## Exercise
Reproduce the lines below word for word, from the line containing "Practice. Locate the rocky ledge" up to and including the line containing "[(324, 113), (346, 275)]".

>> start

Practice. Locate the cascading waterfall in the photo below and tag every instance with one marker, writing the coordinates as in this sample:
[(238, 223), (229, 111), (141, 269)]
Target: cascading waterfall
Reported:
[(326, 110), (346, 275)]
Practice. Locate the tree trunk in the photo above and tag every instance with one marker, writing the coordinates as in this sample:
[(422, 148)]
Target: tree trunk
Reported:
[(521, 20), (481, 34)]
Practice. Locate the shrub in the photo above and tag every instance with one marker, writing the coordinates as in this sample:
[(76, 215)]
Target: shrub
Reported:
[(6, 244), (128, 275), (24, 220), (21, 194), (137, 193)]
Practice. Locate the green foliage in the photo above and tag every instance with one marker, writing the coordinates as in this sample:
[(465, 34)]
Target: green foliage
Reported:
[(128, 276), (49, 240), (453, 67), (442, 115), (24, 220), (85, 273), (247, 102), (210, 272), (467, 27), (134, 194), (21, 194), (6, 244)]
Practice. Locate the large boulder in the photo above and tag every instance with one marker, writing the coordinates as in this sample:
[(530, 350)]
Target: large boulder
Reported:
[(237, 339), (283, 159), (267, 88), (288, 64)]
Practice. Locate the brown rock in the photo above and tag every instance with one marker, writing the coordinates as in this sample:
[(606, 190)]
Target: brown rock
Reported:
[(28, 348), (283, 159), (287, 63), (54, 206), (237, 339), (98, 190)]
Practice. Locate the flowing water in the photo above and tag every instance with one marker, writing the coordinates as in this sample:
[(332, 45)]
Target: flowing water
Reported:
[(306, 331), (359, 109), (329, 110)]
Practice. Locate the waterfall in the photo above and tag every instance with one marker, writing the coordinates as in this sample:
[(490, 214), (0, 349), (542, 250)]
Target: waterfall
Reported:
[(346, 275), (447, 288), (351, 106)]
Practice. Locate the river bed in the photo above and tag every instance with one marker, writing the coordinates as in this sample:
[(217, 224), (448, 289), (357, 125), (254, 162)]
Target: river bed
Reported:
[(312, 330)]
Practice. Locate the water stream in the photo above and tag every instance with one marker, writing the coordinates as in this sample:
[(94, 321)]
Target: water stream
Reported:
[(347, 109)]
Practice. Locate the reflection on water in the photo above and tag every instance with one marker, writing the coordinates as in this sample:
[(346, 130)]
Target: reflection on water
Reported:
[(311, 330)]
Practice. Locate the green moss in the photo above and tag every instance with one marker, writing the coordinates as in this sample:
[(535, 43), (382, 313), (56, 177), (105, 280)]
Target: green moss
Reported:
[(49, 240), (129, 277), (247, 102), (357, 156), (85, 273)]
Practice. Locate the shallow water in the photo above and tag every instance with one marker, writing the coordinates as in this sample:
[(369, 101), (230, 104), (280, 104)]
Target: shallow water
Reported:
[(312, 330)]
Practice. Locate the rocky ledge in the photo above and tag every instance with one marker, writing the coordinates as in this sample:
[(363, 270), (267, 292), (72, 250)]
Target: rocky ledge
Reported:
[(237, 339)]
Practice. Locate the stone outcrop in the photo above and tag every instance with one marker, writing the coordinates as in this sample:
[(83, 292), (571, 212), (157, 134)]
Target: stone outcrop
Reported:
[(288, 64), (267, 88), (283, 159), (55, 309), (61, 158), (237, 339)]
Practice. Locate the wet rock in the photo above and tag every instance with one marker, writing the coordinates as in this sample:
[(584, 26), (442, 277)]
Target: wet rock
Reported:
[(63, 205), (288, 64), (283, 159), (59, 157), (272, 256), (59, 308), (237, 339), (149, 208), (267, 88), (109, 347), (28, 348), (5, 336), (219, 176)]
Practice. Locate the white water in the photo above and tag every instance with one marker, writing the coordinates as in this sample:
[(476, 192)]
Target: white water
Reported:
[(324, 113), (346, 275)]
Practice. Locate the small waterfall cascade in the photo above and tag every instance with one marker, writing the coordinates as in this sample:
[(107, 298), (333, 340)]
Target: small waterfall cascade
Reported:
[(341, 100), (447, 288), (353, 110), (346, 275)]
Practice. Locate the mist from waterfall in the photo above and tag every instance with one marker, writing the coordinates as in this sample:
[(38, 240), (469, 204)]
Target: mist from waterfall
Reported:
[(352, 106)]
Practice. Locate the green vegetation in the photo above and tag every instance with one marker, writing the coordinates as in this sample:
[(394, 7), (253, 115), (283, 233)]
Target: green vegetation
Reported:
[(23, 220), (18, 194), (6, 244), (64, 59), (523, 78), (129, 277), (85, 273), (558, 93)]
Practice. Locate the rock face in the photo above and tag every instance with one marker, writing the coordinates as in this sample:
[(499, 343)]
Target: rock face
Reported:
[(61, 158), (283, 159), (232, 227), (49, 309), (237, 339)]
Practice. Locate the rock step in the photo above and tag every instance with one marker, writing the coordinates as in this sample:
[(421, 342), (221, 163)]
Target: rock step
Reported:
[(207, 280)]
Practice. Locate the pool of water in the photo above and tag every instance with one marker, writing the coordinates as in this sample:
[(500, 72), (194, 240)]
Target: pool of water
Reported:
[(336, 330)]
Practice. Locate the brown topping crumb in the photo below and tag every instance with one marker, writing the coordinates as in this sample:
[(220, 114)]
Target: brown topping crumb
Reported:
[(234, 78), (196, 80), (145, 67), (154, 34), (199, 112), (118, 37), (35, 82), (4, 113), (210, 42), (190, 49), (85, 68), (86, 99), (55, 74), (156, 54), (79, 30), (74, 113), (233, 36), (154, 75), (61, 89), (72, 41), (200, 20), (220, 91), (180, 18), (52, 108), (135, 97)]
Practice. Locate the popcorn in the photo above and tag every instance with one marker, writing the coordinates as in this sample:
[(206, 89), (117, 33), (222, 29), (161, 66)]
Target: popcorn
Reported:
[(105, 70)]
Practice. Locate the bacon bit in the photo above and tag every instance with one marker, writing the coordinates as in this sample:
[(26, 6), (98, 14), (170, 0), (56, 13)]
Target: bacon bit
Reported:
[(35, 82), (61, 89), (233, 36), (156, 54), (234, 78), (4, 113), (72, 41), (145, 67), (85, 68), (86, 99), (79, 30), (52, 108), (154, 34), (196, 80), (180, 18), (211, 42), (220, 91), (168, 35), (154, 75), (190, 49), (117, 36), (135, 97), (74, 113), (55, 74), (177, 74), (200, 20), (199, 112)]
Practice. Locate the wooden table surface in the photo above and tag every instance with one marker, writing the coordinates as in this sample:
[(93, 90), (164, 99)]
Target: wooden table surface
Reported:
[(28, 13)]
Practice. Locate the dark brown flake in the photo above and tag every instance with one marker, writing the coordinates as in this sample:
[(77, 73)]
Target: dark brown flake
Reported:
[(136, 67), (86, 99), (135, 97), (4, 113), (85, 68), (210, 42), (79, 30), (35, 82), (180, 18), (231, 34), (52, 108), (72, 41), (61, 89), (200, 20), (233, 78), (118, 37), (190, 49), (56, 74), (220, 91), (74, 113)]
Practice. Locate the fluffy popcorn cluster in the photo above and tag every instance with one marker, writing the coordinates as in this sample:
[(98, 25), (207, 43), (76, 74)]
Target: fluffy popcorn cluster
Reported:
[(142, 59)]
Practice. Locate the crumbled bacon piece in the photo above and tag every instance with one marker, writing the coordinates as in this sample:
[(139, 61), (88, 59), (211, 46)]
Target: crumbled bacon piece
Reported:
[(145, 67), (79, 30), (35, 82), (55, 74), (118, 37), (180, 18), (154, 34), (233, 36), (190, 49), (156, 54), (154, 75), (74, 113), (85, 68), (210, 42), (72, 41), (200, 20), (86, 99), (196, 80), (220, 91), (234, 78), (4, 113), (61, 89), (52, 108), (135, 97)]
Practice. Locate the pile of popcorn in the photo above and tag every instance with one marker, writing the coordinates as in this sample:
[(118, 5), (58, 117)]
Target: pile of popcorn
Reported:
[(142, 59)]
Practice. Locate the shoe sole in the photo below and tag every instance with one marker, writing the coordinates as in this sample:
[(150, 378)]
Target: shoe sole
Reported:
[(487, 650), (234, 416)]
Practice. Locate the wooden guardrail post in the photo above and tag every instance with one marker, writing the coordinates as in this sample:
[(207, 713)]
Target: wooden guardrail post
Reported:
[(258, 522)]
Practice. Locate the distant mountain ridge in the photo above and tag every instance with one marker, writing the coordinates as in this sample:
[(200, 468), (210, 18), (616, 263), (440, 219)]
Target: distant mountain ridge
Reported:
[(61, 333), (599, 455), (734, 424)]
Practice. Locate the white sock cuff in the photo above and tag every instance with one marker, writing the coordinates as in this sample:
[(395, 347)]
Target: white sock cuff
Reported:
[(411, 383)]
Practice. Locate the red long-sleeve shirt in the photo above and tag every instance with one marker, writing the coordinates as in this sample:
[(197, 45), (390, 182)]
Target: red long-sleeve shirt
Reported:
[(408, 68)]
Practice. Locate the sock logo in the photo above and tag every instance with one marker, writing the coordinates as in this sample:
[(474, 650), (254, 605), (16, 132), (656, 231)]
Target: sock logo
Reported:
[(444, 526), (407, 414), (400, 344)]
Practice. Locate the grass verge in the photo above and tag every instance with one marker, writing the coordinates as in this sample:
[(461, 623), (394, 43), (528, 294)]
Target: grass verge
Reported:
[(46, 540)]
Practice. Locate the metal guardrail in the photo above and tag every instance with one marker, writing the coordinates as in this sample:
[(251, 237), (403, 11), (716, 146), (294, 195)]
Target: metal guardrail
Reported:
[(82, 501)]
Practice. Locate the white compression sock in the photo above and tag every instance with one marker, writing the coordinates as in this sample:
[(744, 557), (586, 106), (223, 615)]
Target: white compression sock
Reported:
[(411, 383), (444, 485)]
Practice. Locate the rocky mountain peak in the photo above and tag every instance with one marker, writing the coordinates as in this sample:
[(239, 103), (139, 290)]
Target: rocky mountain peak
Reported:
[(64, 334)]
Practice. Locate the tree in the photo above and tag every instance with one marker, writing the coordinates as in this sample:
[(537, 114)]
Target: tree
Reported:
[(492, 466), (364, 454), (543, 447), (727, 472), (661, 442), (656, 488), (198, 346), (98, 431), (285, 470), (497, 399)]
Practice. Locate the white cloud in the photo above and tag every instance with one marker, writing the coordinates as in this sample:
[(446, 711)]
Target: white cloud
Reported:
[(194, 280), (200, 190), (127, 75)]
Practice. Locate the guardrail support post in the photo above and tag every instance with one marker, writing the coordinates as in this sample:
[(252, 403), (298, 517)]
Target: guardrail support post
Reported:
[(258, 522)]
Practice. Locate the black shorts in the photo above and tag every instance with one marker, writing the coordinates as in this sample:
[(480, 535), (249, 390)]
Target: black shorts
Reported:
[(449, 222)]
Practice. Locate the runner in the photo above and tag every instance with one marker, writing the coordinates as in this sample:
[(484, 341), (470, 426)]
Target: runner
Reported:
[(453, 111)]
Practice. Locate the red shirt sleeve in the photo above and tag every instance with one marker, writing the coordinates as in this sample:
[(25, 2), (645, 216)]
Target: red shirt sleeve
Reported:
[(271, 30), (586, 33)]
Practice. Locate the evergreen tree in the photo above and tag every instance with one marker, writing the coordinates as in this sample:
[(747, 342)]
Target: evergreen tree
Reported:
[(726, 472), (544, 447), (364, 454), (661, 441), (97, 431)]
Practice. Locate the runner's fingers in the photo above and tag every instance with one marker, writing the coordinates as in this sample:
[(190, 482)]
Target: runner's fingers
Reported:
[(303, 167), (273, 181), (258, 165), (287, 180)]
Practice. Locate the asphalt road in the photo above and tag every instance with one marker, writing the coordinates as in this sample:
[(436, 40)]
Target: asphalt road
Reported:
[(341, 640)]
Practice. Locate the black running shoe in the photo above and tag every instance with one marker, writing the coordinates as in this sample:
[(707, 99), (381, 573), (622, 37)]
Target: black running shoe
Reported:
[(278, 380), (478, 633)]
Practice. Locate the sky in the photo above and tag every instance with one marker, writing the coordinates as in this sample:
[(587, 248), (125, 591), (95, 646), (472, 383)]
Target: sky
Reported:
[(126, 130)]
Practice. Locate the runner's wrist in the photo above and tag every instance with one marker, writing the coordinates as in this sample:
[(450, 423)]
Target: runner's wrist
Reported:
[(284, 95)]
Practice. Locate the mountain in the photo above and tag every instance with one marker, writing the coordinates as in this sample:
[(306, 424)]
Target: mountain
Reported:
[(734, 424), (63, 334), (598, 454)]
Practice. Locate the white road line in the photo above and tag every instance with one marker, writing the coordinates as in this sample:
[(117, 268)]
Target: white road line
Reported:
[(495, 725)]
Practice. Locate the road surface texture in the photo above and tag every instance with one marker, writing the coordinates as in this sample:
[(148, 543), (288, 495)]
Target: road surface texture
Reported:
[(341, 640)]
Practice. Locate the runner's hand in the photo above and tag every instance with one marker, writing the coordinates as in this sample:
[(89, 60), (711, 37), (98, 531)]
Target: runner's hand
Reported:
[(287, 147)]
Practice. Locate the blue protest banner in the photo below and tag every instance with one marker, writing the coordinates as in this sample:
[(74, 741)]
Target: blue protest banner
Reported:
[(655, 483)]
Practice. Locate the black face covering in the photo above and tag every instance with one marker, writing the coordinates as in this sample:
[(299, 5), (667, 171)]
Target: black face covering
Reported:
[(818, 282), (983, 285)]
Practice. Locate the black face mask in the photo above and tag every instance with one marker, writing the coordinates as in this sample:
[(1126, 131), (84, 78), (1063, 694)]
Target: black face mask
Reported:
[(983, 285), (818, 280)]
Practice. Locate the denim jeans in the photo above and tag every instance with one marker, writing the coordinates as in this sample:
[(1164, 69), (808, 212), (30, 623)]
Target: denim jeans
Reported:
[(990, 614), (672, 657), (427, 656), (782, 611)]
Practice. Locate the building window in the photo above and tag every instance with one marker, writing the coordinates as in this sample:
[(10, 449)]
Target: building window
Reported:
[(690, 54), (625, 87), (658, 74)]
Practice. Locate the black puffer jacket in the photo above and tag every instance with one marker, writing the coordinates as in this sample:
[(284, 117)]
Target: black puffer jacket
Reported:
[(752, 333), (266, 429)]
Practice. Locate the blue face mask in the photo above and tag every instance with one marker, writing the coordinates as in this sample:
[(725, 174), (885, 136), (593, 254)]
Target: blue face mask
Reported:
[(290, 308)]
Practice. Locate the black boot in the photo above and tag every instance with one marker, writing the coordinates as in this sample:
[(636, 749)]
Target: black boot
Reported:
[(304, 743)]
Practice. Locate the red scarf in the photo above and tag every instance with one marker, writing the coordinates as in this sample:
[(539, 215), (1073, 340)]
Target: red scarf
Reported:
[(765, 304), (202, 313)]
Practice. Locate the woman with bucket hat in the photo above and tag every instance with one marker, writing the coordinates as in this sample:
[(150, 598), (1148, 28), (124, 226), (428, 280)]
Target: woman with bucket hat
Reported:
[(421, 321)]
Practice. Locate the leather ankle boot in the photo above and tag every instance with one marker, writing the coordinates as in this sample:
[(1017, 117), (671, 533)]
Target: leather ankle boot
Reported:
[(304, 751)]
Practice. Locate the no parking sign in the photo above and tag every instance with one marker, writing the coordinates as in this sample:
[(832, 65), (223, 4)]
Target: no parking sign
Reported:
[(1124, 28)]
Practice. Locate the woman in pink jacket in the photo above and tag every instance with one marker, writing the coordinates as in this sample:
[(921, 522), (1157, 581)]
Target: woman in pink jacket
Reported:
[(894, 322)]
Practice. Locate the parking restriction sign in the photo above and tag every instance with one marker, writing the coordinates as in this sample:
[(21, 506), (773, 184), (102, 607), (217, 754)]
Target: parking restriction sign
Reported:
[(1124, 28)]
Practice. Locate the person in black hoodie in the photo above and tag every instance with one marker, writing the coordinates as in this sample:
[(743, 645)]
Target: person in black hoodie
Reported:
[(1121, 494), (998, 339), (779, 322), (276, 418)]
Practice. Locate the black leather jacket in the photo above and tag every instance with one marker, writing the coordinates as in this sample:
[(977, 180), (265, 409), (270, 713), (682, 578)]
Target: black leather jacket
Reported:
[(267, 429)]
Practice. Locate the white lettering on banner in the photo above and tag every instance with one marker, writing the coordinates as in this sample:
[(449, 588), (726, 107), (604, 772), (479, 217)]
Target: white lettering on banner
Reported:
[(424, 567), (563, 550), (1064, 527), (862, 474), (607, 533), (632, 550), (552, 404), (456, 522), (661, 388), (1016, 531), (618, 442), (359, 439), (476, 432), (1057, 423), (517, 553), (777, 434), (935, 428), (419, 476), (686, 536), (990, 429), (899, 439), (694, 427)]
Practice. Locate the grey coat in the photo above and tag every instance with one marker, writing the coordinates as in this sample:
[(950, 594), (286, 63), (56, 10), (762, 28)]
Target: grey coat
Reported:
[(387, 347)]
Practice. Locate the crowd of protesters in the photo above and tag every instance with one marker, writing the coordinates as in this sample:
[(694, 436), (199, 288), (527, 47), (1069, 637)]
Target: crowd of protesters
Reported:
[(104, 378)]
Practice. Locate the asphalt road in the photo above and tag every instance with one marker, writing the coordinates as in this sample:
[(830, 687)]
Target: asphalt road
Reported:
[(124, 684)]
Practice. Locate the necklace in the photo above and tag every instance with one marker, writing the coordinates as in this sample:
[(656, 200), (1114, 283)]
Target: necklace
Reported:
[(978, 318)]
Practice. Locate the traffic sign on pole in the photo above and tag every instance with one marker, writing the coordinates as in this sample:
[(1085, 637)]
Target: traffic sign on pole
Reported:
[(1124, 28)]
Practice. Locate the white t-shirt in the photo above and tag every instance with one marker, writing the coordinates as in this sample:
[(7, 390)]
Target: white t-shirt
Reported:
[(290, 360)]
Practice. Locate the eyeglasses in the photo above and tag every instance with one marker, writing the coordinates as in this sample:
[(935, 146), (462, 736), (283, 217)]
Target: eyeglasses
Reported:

>> end

## In response
Practice. Locate the rocky ledge in the photo above and tag every instance with one marker, writing the coordinates as in this sample:
[(363, 270), (267, 292), (72, 250)]
Target: rocky ledge
Reported:
[(237, 339)]
Practice. Locate the stone outcrop in the photo above and tag every instance with one marker, writing the coordinates as in this sample:
[(83, 292), (571, 212), (157, 134)]
Target: stone outcrop
Reported:
[(288, 64), (267, 88), (283, 159), (55, 309), (61, 158), (237, 339)]
Practice. Locate the wet rock in the photo above and tag every instance with one marker, writing the coordinates as in this sample:
[(584, 26), (442, 277)]
Target: wet rock
Reported:
[(63, 205), (288, 64), (283, 159), (59, 157), (272, 256), (59, 308), (237, 339), (149, 208), (267, 88), (109, 347), (28, 348), (5, 336), (219, 176)]
Practice. Locate the white water in the photo above and tag every instance with one marker, writing the coordinates as in this sample:
[(476, 192)]
Target: white water
Reported:
[(324, 113), (346, 275)]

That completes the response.